Copy out all the records exactly.

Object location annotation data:
══════════

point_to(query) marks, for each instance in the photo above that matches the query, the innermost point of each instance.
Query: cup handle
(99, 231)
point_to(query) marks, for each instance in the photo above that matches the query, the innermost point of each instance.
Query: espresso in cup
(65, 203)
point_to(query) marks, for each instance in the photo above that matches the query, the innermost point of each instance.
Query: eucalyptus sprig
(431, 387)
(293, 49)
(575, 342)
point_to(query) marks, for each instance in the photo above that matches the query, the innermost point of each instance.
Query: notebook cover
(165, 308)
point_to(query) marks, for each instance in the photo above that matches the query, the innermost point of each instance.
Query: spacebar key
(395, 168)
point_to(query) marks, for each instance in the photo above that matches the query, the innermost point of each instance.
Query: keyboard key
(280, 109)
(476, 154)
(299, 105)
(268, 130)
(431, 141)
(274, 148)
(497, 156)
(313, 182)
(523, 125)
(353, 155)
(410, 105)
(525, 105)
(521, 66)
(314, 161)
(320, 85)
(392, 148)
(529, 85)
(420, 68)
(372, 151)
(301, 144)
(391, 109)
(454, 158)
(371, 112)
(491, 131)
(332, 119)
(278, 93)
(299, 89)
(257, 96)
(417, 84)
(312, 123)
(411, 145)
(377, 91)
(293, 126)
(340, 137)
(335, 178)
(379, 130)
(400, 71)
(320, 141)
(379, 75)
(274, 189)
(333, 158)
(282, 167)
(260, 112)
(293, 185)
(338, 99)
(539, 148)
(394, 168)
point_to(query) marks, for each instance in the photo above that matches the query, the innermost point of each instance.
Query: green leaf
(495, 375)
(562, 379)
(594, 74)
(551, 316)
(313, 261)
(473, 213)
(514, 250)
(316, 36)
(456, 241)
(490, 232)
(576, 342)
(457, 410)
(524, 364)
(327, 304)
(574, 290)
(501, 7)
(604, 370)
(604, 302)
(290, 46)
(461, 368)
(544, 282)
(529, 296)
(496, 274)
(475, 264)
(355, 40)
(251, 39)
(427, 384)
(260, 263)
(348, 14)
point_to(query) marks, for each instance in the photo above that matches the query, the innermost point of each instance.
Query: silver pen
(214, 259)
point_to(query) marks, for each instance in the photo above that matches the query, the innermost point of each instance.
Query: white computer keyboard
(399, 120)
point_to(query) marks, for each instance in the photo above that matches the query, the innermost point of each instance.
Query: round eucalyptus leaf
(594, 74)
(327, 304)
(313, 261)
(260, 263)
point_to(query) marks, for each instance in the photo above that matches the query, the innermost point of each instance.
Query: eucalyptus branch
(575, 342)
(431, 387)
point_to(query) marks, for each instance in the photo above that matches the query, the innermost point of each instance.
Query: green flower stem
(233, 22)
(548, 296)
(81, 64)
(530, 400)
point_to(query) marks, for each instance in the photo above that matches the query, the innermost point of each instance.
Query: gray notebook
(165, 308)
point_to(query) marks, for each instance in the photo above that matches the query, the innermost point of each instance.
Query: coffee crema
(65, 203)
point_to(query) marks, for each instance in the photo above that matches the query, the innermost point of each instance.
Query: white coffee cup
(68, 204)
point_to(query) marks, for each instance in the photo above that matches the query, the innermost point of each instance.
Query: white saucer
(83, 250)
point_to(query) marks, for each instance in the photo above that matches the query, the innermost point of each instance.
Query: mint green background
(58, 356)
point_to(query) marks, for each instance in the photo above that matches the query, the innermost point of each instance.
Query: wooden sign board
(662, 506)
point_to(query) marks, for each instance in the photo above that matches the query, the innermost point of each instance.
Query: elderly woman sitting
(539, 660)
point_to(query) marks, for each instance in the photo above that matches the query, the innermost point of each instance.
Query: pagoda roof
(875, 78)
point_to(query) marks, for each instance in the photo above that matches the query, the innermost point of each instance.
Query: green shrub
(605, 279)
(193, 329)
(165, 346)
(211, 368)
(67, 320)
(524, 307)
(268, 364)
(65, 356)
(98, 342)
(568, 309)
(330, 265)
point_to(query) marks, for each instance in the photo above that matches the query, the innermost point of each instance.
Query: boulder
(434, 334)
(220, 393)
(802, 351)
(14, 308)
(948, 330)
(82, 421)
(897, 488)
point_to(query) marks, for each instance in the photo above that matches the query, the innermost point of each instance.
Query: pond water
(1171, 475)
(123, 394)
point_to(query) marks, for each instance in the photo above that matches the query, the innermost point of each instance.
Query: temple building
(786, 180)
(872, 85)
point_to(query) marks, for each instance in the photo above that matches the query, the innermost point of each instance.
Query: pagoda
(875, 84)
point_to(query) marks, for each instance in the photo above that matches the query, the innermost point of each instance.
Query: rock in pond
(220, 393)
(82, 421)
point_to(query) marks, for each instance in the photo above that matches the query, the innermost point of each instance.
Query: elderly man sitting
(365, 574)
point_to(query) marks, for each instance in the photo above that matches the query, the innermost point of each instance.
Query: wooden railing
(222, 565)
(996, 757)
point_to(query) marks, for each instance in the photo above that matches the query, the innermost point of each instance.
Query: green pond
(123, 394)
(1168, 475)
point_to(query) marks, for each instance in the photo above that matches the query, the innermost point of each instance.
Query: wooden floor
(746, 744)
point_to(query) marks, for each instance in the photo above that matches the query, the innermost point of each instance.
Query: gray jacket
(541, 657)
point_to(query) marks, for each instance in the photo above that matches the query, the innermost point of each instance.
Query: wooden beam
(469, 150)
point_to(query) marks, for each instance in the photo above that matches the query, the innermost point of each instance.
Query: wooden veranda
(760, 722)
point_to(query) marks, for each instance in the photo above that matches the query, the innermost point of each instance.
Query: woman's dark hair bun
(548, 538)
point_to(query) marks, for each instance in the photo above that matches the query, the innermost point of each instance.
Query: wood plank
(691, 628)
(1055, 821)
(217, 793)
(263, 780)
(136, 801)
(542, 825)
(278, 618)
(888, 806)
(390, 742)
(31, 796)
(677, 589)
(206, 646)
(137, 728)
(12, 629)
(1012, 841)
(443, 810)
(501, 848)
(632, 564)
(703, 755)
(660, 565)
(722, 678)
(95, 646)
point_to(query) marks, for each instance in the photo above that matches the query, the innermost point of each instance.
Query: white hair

══════════

Solution to the problem:
point_to(query) marks, for each instance in the photo above that matches the query, the innermost point of each instance.
Query: cup handle
(99, 231)
point_to(query) marks, for each instance in the photo above that matches the query, the innermost point of each instance.
Query: espresso in cup
(65, 203)
point_to(query) marks, for each instance in the photo above that matches the query, the innermost point of each instance.
Query: eucalyptus sprig
(431, 387)
(293, 49)
(575, 342)
point_to(query) marks, for each instance in the photo above that matches the query, the innermost point of each instance.
Query: notebook cover
(165, 308)
point_to(query) marks, for each instance in the photo above that matches the query, the innermost point of each instance.
Query: spacebar key
(395, 168)
point_to(query) marks, for each instance in the photo above that matches the query, the innermost point of each instance.
Query: keyboard key
(280, 109)
(476, 154)
(299, 105)
(268, 130)
(431, 141)
(274, 148)
(497, 156)
(313, 182)
(523, 125)
(353, 155)
(410, 105)
(525, 105)
(521, 66)
(314, 161)
(320, 85)
(392, 148)
(529, 85)
(420, 68)
(372, 151)
(301, 144)
(391, 109)
(454, 158)
(371, 112)
(491, 131)
(332, 119)
(278, 93)
(299, 89)
(257, 96)
(417, 84)
(312, 123)
(411, 145)
(377, 91)
(293, 126)
(340, 137)
(335, 178)
(379, 130)
(400, 71)
(320, 141)
(379, 75)
(274, 189)
(333, 158)
(282, 167)
(260, 112)
(293, 185)
(338, 99)
(539, 148)
(394, 168)
point_to(query) marks, for each instance in the photo above that matches the query, the innermost point of each instance.
Query: green leaf
(495, 375)
(562, 379)
(594, 74)
(551, 316)
(313, 261)
(473, 213)
(514, 250)
(316, 36)
(456, 241)
(490, 232)
(576, 342)
(457, 410)
(524, 364)
(327, 304)
(574, 290)
(501, 7)
(604, 370)
(604, 302)
(290, 46)
(461, 368)
(544, 282)
(529, 296)
(496, 274)
(475, 264)
(355, 40)
(251, 39)
(427, 384)
(260, 263)
(348, 14)
point_to(query) marks, for each instance in the photo above that matches the query, the innermost point of each instance.
Query: silver pen
(214, 259)
point_to(query) marks, for each instance in the photo above that matches the query, the innermost point of each instance.
Query: white computer keyboard
(399, 120)
point_to(query) marks, for each instance in the photo above that matches the query, the innermost point of each instance.
Query: round eucalyptus leaf
(594, 74)
(327, 304)
(313, 261)
(260, 263)
point_to(query) marks, for each instance in the photo above that matches the query, the innermost point of each instance.
Query: eucalyptus branch
(575, 342)
(431, 387)
point_to(query) marks, for each instance in the photo above that matches the query, the innermost point of each instance.
Query: green flower stem
(233, 22)
(548, 296)
(81, 64)
(530, 400)
point_to(query) marks, for each instance in the photo above that matches the query, the innermost point of each instance.
Query: gray notebook
(165, 308)
point_to(query) marks, for each instance in the photo above that matches the query, the innermost point of each instance.
Query: coffee crema
(65, 203)
point_to(query) marks, for each instance in the photo above that matches the query, the innermost point of each instance.
Query: white coffee cup
(68, 204)
point_to(query) marks, for each instance in the photo above that matches the query, the innermost point of each instance.
Query: white saucer
(83, 250)
point_to(query) marks, for each instance in the photo above that matches the query, the innermost point of each instance.
Query: mint green background
(58, 356)
point_to(query) marks, for each instance in the photo above that matches the query, the innermost point of each instance.
Query: wooden sign board
(662, 506)
point_to(query) marks, for each instance in the photo above that matches the query, the innermost point of each instance.
Query: elderly woman sitting
(539, 660)
point_to(query) marks, for each instance in the photo above that matches the query, the innermost point of each instance.
Query: pagoda roof
(875, 78)
point_to(query) marks, for each instance in the photo above that matches the query, the innermost point of each instance.
Query: green shrub
(605, 279)
(193, 329)
(165, 346)
(211, 368)
(67, 320)
(524, 307)
(268, 364)
(65, 356)
(98, 342)
(568, 309)
(330, 265)
point_to(query) marks, for each instance in the photo above that matches the query, the innermost point of each instance.
Query: boulder
(434, 334)
(220, 393)
(802, 351)
(14, 308)
(948, 330)
(82, 421)
(897, 488)
point_to(query) marks, for each instance in the photo above that matches the query, the innermost point of each instance.
Query: pond water
(1171, 475)
(123, 394)
point_to(query) marks, for each instance in the photo above that matches the query, the innermost point of each instance.
Query: temple building
(786, 180)
(872, 85)
point_to(query) marks, for each instance in the photo above that matches the query, the innermost point of each instance.
Query: pagoda
(875, 84)
point_to(query) marks, for each instance in the photo above that matches the query, the innermost point of each instance.
Query: rock in pond
(220, 393)
(82, 421)
point_to(query) marks, for each instance in the photo above that matches the query, the innermost point of each instance.
Query: elderly man sitting
(365, 574)
point_to(query) marks, for each instance in the photo above that matches the query, the innermost point of each instance.
Query: wooden railing
(222, 565)
(996, 757)
point_to(query) marks, for each instance in the photo above that matches the query, the innermost point of each instance.
Query: green pond
(123, 394)
(1168, 475)
point_to(query) marks, for each instance in the photo above that matches the query, the innermost point of each instance.
Query: wooden floor
(746, 744)
point_to(query) marks, for each instance in the photo above that matches the query, the innermost point of each instance.
Query: gray jacket
(541, 657)
point_to(query) marks, for each instance in the photo above that matches the query, the innermost point of each instance.
Query: wooden beam
(469, 150)
point_to(query) marks, for each instance in the photo above that matches the query, the innermost point of each instance.
Query: wooden veranda
(760, 722)
point_to(query) marks, for each instance in the photo above that matches the query, the innermost point of each instance.
Query: woman's dark hair bun
(548, 538)
point_to(query) marks, for each instance in the photo above that matches the query, the innermost point of each instance.
Query: wood plank
(691, 628)
(1055, 821)
(217, 793)
(263, 780)
(136, 801)
(542, 825)
(278, 618)
(888, 806)
(390, 742)
(31, 796)
(677, 589)
(206, 646)
(137, 728)
(12, 629)
(1012, 841)
(443, 810)
(501, 848)
(632, 564)
(703, 755)
(660, 565)
(722, 678)
(95, 646)
point_to(query) marks, for each instance in the photo above that matches the query, the innermost point of each instance.
Query: white hair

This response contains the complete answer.